### Aim
Rewrite the lines of each item below, changing "photo" to "image" and keeping everything else the same. Leave the pictures out of your answer.
====
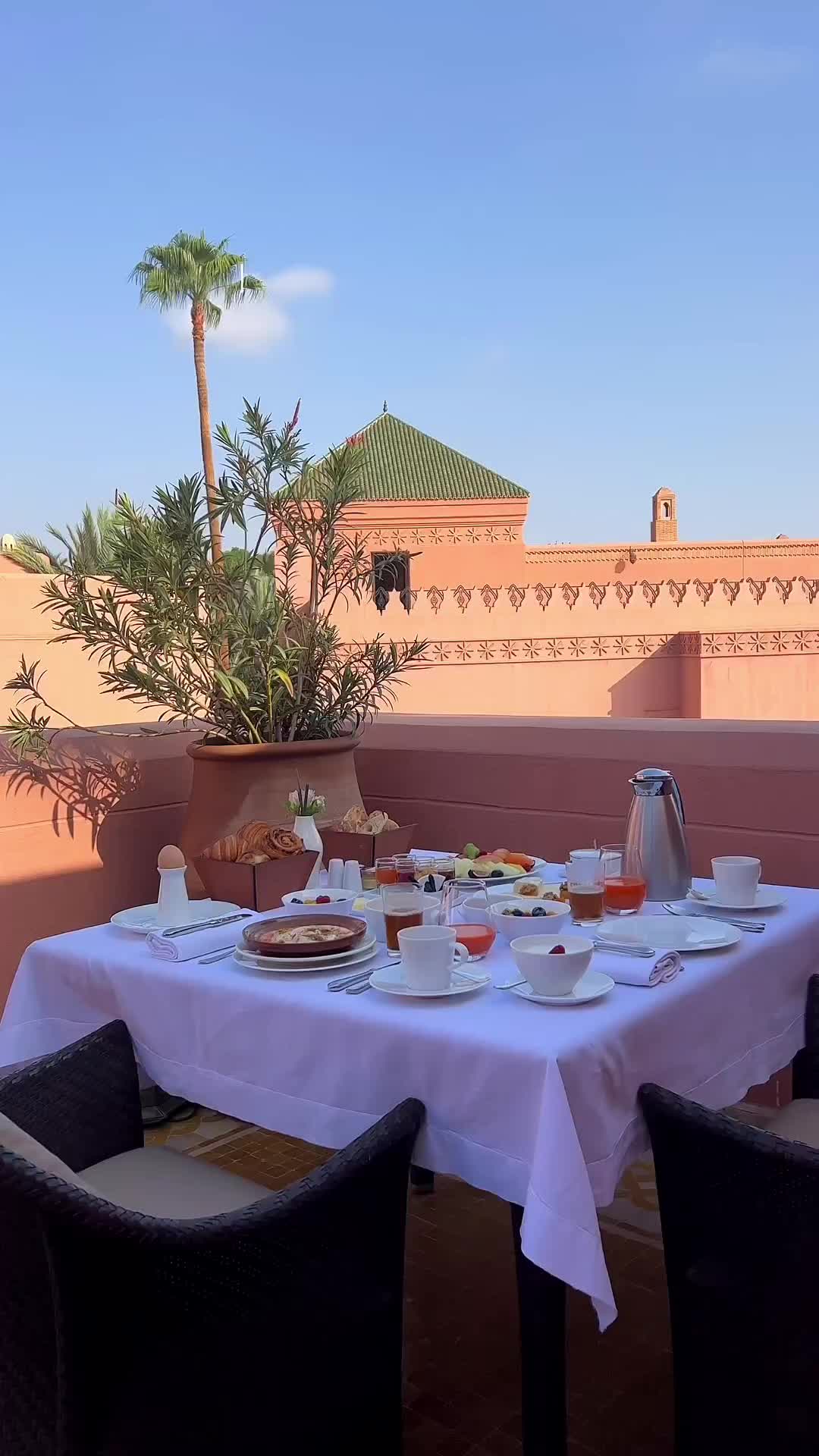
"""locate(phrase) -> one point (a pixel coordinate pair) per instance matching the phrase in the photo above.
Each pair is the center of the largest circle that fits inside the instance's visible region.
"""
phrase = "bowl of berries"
(513, 918)
(553, 965)
(319, 900)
====
### Response
"""locate(phrase) -> one point (a pixel coordinate pair) per instance matching the phrase in the image above.
Each pair is the center of the largest circle that fits inside the instance's visible region.
"""
phrase = "bowl of berries"
(513, 918)
(553, 965)
(319, 900)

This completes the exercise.